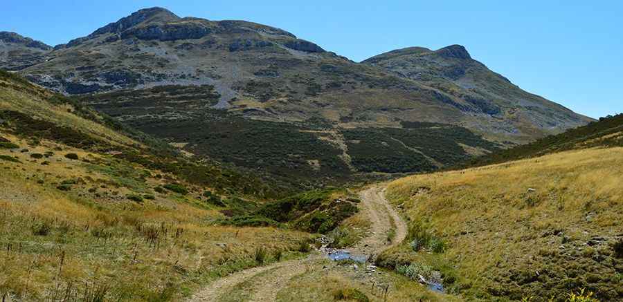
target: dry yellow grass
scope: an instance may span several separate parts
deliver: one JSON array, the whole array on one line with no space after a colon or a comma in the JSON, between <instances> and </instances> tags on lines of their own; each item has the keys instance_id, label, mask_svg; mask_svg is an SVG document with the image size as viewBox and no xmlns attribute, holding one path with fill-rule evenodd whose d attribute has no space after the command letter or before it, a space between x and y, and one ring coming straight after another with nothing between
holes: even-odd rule
<instances>
[{"instance_id":1,"label":"dry yellow grass","mask_svg":"<svg viewBox=\"0 0 623 302\"><path fill-rule=\"evenodd\" d=\"M387 196L446 243L442 261L467 295L518 299L587 287L608 301L623 295L612 251L623 236L622 182L623 148L593 149L407 177Z\"/></svg>"},{"instance_id":2,"label":"dry yellow grass","mask_svg":"<svg viewBox=\"0 0 623 302\"><path fill-rule=\"evenodd\" d=\"M0 149L0 296L25 301L102 291L106 301L178 300L231 272L298 254L309 235L276 228L215 225L222 217L199 199L152 188L174 179L138 177L143 168L43 140L28 151ZM58 151L57 148L62 150ZM34 158L54 150L49 157ZM79 160L64 158L71 152ZM42 165L42 163L48 164ZM150 171L152 175L161 173ZM57 186L80 179L70 191ZM127 194L150 194L141 202ZM69 287L69 290L68 290Z\"/></svg>"}]
</instances>

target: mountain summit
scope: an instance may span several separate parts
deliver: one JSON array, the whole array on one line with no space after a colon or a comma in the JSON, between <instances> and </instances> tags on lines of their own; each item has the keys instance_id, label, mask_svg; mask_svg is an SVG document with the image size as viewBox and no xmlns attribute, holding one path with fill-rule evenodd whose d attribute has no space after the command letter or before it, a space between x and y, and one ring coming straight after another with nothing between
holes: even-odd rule
<instances>
[{"instance_id":1,"label":"mountain summit","mask_svg":"<svg viewBox=\"0 0 623 302\"><path fill-rule=\"evenodd\" d=\"M280 173L431 169L590 120L521 90L459 45L356 63L282 29L161 8L53 50L28 45L0 45L22 58L0 68L189 152L289 167ZM249 154L255 143L274 162Z\"/></svg>"}]
</instances>

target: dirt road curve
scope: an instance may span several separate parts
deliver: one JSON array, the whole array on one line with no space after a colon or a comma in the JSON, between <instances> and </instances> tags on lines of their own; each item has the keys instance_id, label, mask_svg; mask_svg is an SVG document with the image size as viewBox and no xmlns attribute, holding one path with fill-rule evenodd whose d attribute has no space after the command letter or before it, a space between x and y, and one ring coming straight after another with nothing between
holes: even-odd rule
<instances>
[{"instance_id":1,"label":"dirt road curve","mask_svg":"<svg viewBox=\"0 0 623 302\"><path fill-rule=\"evenodd\" d=\"M353 254L377 255L400 243L406 236L406 224L385 199L384 191L383 188L372 187L361 193L361 210L372 222L371 232L359 244L349 249ZM392 229L395 236L390 243L387 238ZM246 294L246 301L273 301L277 293L290 279L303 274L309 264L323 258L323 255L315 254L305 259L280 262L232 274L210 284L189 301L226 300L228 293L241 287L244 287Z\"/></svg>"}]
</instances>

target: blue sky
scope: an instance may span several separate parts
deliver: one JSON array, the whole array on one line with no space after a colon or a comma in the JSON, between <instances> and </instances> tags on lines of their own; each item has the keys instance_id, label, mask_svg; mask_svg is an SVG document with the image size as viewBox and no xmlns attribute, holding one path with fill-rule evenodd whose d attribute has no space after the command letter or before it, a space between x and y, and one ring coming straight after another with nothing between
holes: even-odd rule
<instances>
[{"instance_id":1,"label":"blue sky","mask_svg":"<svg viewBox=\"0 0 623 302\"><path fill-rule=\"evenodd\" d=\"M593 117L623 112L622 1L2 0L0 30L55 45L139 8L288 30L355 61L464 46L522 88ZM598 4L590 2L598 2Z\"/></svg>"}]
</instances>

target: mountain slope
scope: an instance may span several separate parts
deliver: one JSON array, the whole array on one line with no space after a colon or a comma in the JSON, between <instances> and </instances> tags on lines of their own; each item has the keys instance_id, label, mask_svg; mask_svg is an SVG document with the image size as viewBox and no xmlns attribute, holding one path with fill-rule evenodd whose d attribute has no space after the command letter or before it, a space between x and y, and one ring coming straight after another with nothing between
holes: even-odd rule
<instances>
[{"instance_id":1,"label":"mountain slope","mask_svg":"<svg viewBox=\"0 0 623 302\"><path fill-rule=\"evenodd\" d=\"M385 57L359 64L278 28L153 8L18 72L186 151L323 183L446 167L589 120L488 71L472 79L488 94L457 93L451 79L405 76Z\"/></svg>"},{"instance_id":2,"label":"mountain slope","mask_svg":"<svg viewBox=\"0 0 623 302\"><path fill-rule=\"evenodd\" d=\"M7 301L183 300L304 256L310 234L294 229L328 232L359 201L337 189L287 196L2 70L0 169Z\"/></svg>"},{"instance_id":3,"label":"mountain slope","mask_svg":"<svg viewBox=\"0 0 623 302\"><path fill-rule=\"evenodd\" d=\"M0 66L17 70L41 63L52 47L15 32L0 32Z\"/></svg>"},{"instance_id":4,"label":"mountain slope","mask_svg":"<svg viewBox=\"0 0 623 302\"><path fill-rule=\"evenodd\" d=\"M555 133L557 129L579 126L590 120L541 97L527 93L508 79L471 58L464 47L452 45L437 50L409 48L372 57L362 63L379 66L453 95L461 102L453 106L509 122L519 133ZM478 125L471 125L478 127Z\"/></svg>"},{"instance_id":5,"label":"mountain slope","mask_svg":"<svg viewBox=\"0 0 623 302\"><path fill-rule=\"evenodd\" d=\"M440 272L468 299L567 301L585 289L623 300L622 117L491 156L497 164L391 182L410 232L379 264Z\"/></svg>"},{"instance_id":6,"label":"mountain slope","mask_svg":"<svg viewBox=\"0 0 623 302\"><path fill-rule=\"evenodd\" d=\"M541 156L556 152L592 147L623 147L623 114L549 135L530 144L500 150L474 158L466 164L480 166Z\"/></svg>"}]
</instances>

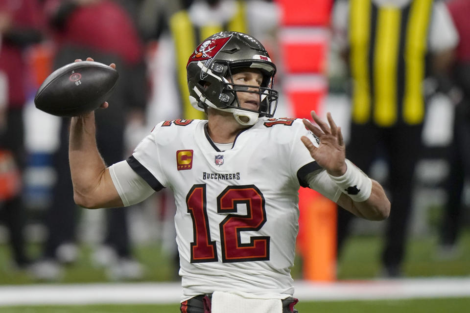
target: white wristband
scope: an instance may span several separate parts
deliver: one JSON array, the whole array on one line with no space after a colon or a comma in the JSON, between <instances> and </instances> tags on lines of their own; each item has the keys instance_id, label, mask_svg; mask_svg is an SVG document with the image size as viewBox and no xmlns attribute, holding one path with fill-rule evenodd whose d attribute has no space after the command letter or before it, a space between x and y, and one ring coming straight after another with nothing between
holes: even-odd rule
<instances>
[{"instance_id":1,"label":"white wristband","mask_svg":"<svg viewBox=\"0 0 470 313\"><path fill-rule=\"evenodd\" d=\"M341 191L348 195L355 202L362 202L369 199L372 191L372 180L367 175L346 159L347 168L341 176L329 175Z\"/></svg>"}]
</instances>

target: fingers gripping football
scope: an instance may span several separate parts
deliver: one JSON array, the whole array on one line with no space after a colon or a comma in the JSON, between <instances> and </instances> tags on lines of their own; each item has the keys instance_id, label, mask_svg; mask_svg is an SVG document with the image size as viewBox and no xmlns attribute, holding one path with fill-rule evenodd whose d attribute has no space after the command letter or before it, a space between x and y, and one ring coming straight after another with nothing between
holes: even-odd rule
<instances>
[{"instance_id":1,"label":"fingers gripping football","mask_svg":"<svg viewBox=\"0 0 470 313\"><path fill-rule=\"evenodd\" d=\"M82 60L81 59L77 59L74 62L81 62L82 61ZM93 58L90 58L90 57L88 57L88 58L87 58L87 61L94 61L94 60ZM115 69L116 69L116 65L115 63L111 63L111 64L109 65L109 67L113 67ZM109 103L108 103L108 101L105 101L102 104L101 104L101 106L100 107L100 108L106 109L109 106Z\"/></svg>"},{"instance_id":2,"label":"fingers gripping football","mask_svg":"<svg viewBox=\"0 0 470 313\"><path fill-rule=\"evenodd\" d=\"M318 127L306 119L304 124L320 139L318 147L306 136L302 136L301 140L319 165L332 175L341 176L346 171L346 147L341 128L336 126L329 112L327 113L328 123L314 111L311 112L311 115Z\"/></svg>"}]
</instances>

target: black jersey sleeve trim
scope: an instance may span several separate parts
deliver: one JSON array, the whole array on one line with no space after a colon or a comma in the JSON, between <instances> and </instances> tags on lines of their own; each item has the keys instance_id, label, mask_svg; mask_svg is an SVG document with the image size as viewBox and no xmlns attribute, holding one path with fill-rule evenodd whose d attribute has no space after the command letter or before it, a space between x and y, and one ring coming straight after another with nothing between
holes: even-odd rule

*PROBLEM DESCRIPTION:*
Reproduce the listing above without any changes, starting at the line containing "target: black jersey sleeve trim" and ending at its final line, both included.

*THE ANSWER:*
target: black jersey sleeve trim
scope: an instance may span several separate parts
deliver: one JSON array, the whole array on one line with no space after a colon or a comma in the JSON, between <instances> and </instances> tags on lines of their own; each item has the keys instance_id, label, mask_svg; mask_svg is an SVG document with the image size as viewBox and no xmlns attribute, holding one path with fill-rule evenodd whose d attribute has no space after the command letter or before it, a space between x and y, and one ring coming straight after another with nothing between
holes: even-odd rule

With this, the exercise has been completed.